■ Fragmento original ■
----------------------------------------

El 27 de setiembre de 1859, partió de Asunción a bordo del “Tacuarí”, acompañado por un séquito formado por el mayor José María Aguiar, el capitán Rómulo Yegros y los alféreces José Díaz y Pedro Duarte con la misión de mediar en el conflicto entre los gobiernos de Paraná y Buenos Aires. El acuerdo firmado el 11 de noviembre y que se conoce como el Pacto de San José de Flores establecía que Buenos Aires se declara integrante de la Confederación Argentina siendo la República del Paraguay el garante del cumplimiento del convenio solicitado tanto por el Excelentísimo Presidente de la Confederación Argentina como por el Excelentísimo Gobierno de Buenos Aires.
Terminada tan felizmente su misión diplomática, resolvió Solano López, regresar a su país. El día de su partida -29 de noviembre de 1859- el pueblo de Buenos Aires le preparó una grandiosa despedida. Desde su alojamiento hasta el puerto, las calles fueron adornadas con arcos triunfales, siendo profusamente embanderada la ciudad.
Cuando apareció el ministro paraguayo, se organizó una inmensa columna, que le acompañó entusiasmada, marchando a los sones de la admirable diana militar que Dalmiro Costa acababa d de dedicarle.
“Al subir a bordo del Tacuarí, el pueblo estalló en un viva clamoroso al Paraguay y al general Francisco Solano López, mientras la banda de músicos ejecutaba el himno nacional paraguayo y la plaza atronaba con una imponente salva de artillería.
Bajo tan gratas impresiones, la gallarda nave paraguaya levó anclas, contestando con otra salva de artillería, mientras en lo más alto de su mástil la bandera tricolor, acariciada por las brisas del Plata, parecía también agitarse en un gesto de cariñosa despedida…
Pero de aquí, que, dentro todavía de la rada de Buenos Aires, el Tacuarí fue víctima de un inaudito atropello de dos poderosos buques de guerra de Inglaterra.
Solano López había sido advertido anticipadamente de que las cañoneras inglesas Burzard y Grappler habían recibido orden de dar caza a su buque. Pero no quiso creerlo. Le pareció imposible que una vieja nación civilizada, con la que estábamos en paz, realizase un acto de piratería semejante. Pero pronto hubo de convencerse de su error.
Apenas se puso en movimiento el Tacuarí, los buques nombrados se dirigieron hacia él en actitud amenazadora. Y cuando, en vista de esto, desprendió un bote para enviar un mensajero a averiguar lo que aquella actitud significaba, dos disparos de cañón se encargaron de decir cuál era la intención de los ingleses.
“El general López ordenó entonces –dice un testigo- que la tripulación y la artillería del Tacuarí se aprestaran para responder y resistir a la agresión. Los artilleros corrieron a sus puestos, cargaron los cañones y prepararon las mechas. La tripulación y todo el personal de la Legación se aprestaron al combate.

----------------------------------------

■ Datos proporcionados ■
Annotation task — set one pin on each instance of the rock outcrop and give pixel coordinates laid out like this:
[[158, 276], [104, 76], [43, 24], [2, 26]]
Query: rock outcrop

----------------------------------------

■ Objetivo ■
Prosiga la narración sobre Solano López y el Tacuarí a partir de su última oración.

■ Resultado obtenido ■
López se manifestaba resuelto a sepultarse con el Tacuarí en el fondo del Río de la Plata antes que consentir una ofensa tan gratuita a la bandera paraguaya. Su conducta posterior, de 1864 a 1870, es la prueba convincente de que era capaz de poner en práctica semejante resolución.
El Tacuarí era el vapor más veloz del Río de la Plata, pero su comandante, el capitán Morice, era inglés, como ingleses eran también todos los ingenieros y maquinistas del buque; de suerte que, en vista de la disposición enérgica de López, se le acercó a manifestarle la gravedad de la situación en que personalmente se encontraba, en su calidad de súbdito inglés y comandante de un buque extranjero que se preparaba a hacer fuego, sobre naves que llevaban la bandera de su nación…. Recordándole que tenía familia e hijos en Londres y cuál era el delito en que incurriría y la pena a que se haría acreedor”.
Ante esta actitud del capitán Morice, al que acompañaban todos sus compatriotas, hubo que retroceder, regresando al Puerto de Buenos Aires, donde un público asombrado presenciaba los incidentes de aquel atropello a la soberanía argentina, vale decir, a los principios más sagrados del derecho de gentes.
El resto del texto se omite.